## STORED RECORDS
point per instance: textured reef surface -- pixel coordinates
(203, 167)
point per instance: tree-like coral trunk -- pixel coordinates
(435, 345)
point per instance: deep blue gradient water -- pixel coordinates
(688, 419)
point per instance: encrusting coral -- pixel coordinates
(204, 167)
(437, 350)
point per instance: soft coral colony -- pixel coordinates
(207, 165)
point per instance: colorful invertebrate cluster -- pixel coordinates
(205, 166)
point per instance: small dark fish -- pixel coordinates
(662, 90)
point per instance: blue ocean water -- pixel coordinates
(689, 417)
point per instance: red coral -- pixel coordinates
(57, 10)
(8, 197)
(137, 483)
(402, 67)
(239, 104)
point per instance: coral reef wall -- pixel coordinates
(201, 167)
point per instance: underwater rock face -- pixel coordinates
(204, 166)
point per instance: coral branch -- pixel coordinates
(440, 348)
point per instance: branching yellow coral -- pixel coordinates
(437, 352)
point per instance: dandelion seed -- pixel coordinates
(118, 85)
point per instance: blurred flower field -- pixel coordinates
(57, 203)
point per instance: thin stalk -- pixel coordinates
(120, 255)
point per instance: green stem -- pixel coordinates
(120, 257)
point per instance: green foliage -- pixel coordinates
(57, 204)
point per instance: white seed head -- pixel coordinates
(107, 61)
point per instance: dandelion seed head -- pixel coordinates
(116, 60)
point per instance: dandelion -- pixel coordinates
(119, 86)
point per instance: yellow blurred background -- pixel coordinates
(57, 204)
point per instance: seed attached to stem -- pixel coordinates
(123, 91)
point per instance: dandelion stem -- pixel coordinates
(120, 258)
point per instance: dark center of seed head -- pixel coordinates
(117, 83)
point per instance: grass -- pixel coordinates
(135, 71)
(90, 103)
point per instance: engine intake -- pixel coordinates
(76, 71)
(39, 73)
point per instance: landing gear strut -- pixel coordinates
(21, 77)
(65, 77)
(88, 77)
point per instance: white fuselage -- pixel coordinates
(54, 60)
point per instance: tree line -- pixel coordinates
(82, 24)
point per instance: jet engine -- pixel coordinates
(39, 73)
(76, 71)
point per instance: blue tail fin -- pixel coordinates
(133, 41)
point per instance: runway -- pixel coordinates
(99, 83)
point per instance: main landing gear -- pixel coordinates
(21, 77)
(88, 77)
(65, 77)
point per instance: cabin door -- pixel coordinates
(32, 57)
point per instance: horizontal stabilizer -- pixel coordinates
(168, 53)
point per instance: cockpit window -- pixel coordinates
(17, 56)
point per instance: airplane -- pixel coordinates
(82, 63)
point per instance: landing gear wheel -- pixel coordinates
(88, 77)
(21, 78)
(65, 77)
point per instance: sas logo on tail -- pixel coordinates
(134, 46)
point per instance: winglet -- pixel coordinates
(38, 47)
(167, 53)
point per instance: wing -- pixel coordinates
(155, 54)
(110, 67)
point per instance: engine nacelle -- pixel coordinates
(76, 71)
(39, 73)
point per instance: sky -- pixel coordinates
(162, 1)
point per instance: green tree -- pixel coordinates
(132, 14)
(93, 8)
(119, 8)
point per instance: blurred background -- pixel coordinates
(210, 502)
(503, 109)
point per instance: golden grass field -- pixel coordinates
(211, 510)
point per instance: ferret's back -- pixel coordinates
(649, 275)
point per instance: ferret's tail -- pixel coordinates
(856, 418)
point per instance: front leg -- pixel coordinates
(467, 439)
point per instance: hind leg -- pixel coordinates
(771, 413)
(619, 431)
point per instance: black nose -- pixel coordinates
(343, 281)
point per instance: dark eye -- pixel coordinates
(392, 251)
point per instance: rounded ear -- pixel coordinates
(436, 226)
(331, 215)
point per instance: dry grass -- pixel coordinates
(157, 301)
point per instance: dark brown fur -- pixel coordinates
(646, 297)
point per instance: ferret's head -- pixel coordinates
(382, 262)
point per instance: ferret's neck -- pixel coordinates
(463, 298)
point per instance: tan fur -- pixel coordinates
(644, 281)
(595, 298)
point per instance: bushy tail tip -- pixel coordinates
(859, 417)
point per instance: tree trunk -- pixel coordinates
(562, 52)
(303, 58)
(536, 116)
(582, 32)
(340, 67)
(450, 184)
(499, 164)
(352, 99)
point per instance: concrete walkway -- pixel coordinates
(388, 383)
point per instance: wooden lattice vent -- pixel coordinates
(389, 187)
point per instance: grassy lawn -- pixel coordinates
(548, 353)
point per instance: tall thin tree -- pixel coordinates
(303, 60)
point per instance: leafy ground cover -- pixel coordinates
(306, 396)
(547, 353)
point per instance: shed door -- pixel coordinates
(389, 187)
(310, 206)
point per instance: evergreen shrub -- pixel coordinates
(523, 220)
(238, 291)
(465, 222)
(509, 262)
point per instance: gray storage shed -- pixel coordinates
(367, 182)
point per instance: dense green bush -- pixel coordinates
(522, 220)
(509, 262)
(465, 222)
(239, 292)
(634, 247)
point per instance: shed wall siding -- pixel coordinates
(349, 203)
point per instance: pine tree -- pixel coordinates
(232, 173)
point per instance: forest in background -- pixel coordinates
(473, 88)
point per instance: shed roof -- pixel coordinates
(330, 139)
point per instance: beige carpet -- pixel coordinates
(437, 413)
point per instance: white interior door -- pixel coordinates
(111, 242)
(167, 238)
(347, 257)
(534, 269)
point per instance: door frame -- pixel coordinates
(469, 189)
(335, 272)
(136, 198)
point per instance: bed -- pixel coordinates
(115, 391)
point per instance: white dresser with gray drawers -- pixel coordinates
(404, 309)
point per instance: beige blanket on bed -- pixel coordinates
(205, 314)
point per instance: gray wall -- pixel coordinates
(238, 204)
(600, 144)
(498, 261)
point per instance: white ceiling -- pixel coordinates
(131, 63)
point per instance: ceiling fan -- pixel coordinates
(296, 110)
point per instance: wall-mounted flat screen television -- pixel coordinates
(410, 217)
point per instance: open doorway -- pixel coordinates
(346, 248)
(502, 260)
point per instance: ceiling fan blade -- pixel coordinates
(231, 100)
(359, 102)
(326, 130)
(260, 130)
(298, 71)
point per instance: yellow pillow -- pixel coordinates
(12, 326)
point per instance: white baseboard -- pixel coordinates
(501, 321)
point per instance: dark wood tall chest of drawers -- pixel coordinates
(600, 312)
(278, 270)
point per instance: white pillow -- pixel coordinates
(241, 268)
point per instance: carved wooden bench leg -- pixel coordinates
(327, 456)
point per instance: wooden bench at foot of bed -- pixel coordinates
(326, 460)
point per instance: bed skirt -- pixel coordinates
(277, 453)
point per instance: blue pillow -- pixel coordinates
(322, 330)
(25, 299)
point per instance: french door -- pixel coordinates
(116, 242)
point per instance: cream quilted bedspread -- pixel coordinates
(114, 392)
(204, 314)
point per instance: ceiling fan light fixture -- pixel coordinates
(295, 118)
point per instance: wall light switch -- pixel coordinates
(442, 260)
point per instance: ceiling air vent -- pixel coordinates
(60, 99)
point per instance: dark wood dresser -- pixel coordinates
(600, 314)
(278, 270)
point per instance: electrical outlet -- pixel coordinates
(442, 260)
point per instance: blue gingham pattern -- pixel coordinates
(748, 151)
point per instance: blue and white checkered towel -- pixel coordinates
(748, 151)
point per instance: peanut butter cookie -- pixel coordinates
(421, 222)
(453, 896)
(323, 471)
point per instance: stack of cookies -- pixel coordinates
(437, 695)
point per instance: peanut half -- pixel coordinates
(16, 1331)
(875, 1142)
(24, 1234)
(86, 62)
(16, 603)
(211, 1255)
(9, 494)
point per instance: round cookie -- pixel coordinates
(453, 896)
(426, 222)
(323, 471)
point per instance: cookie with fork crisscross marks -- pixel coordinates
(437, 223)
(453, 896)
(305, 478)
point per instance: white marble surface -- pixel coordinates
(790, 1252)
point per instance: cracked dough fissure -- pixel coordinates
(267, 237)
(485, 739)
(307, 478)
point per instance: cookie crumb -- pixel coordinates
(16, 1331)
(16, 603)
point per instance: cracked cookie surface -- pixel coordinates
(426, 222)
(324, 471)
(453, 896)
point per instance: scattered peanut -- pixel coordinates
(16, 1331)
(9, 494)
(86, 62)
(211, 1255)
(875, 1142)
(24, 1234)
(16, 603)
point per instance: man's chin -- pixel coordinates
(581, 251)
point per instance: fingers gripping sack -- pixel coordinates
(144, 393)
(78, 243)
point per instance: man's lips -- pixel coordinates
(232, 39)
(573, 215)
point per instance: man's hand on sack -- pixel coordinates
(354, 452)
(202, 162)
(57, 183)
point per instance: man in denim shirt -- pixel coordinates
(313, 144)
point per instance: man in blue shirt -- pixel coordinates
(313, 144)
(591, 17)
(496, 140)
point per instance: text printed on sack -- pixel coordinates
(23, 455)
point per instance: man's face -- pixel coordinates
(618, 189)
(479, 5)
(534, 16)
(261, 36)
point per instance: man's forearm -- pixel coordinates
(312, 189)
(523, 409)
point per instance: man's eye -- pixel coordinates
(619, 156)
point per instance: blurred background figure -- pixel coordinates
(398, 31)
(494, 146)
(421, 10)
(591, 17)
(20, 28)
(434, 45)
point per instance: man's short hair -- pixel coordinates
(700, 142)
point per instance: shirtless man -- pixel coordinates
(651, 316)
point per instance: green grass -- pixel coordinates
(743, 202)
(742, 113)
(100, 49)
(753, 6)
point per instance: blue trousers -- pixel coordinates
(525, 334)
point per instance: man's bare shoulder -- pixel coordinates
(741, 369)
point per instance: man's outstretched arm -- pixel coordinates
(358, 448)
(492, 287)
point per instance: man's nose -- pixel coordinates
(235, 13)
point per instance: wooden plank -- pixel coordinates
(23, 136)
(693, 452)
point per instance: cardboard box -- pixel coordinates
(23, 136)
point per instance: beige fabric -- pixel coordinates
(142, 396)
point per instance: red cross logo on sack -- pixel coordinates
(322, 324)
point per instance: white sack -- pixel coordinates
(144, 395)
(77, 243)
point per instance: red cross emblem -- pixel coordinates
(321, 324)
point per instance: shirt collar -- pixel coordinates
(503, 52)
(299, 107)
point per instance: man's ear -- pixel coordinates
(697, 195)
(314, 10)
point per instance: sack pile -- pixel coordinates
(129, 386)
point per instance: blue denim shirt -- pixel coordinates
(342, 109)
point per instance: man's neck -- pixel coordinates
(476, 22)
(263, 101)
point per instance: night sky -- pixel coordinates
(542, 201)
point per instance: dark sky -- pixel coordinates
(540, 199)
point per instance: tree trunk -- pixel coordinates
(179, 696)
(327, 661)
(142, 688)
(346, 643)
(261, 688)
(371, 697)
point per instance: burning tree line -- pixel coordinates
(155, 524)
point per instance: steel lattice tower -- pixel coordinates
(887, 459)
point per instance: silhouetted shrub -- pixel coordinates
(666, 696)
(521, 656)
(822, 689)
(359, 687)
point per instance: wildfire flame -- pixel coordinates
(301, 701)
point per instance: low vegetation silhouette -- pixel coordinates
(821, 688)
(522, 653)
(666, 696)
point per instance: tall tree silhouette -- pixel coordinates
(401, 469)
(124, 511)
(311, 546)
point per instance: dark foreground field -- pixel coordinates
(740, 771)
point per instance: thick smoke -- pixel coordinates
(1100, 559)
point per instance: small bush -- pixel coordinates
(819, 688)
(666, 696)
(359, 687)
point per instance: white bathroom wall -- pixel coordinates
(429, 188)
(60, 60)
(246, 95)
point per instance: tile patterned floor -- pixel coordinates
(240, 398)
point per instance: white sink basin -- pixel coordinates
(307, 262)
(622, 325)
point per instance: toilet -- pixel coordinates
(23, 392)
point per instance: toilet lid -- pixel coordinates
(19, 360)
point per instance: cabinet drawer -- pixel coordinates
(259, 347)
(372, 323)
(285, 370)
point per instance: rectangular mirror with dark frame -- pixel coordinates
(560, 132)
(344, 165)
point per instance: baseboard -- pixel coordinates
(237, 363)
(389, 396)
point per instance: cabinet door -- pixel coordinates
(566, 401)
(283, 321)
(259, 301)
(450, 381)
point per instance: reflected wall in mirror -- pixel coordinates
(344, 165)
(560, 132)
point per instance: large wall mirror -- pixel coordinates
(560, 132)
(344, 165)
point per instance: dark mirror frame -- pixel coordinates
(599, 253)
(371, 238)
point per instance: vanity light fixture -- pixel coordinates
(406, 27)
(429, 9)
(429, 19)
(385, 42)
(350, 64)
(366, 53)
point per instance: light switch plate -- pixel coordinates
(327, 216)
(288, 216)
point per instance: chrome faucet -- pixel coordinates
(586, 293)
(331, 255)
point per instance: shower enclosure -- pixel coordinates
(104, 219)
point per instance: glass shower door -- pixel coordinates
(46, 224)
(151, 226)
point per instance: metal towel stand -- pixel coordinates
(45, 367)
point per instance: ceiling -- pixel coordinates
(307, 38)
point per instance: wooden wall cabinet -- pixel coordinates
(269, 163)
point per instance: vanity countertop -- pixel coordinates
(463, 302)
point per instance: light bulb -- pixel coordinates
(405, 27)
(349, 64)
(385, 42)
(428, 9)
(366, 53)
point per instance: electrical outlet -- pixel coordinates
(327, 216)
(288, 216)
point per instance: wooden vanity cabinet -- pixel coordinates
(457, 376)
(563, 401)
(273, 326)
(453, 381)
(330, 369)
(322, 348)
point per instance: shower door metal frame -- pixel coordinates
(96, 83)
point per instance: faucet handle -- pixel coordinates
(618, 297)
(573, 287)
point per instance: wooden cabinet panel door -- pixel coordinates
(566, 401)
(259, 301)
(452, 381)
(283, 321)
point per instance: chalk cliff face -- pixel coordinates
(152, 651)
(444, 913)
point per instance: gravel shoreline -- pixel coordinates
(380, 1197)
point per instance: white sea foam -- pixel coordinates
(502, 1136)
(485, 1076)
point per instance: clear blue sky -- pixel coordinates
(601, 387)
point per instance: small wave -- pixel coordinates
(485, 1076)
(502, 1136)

## CHALLENGE
Repeat, character for character, the lines from the one that holds "point per instance: shower enclosure" to the final line of the material, inclusive, and no other lines.

## ANSWER TO THE EXERCISE
point per instance: shower enclosure -- pixel coordinates
(104, 219)
point per instance: glass shower door -- pixel coordinates
(46, 224)
(151, 226)
point per instance: metal towel stand -- pixel coordinates
(45, 367)
point per instance: ceiling -- pixel coordinates
(307, 38)
point per instance: wooden wall cabinet -- pixel coordinates
(269, 163)
point per instance: vanity countertop -- pixel coordinates
(463, 302)
point per instance: light bulb -- pixel coordinates
(405, 27)
(349, 64)
(385, 42)
(428, 9)
(366, 53)
point per instance: electrical outlet -- pixel coordinates
(327, 216)
(288, 216)
point per instance: wooden vanity cabinet -- pixel coordinates
(457, 376)
(563, 401)
(273, 326)
(453, 381)
(330, 369)
(322, 348)
point per instance: shower door metal frame -- pixel coordinates
(96, 83)
point per instance: faucet handle -- pixel coordinates
(618, 297)
(573, 287)
point per instance: wooden cabinet panel door -- pixel coordinates
(566, 401)
(259, 301)
(452, 381)
(283, 321)
point per instance: chalk cliff face -- pixel coordinates
(152, 651)
(444, 913)
point per instance: gravel shoreline -- pixel coordinates
(380, 1197)
point per instance: white sea foam -- pixel coordinates
(502, 1136)
(485, 1076)
point per instance: clear blue sky -- pixel coordinates
(601, 387)
point per instance: small wave -- pixel coordinates
(485, 1076)
(502, 1136)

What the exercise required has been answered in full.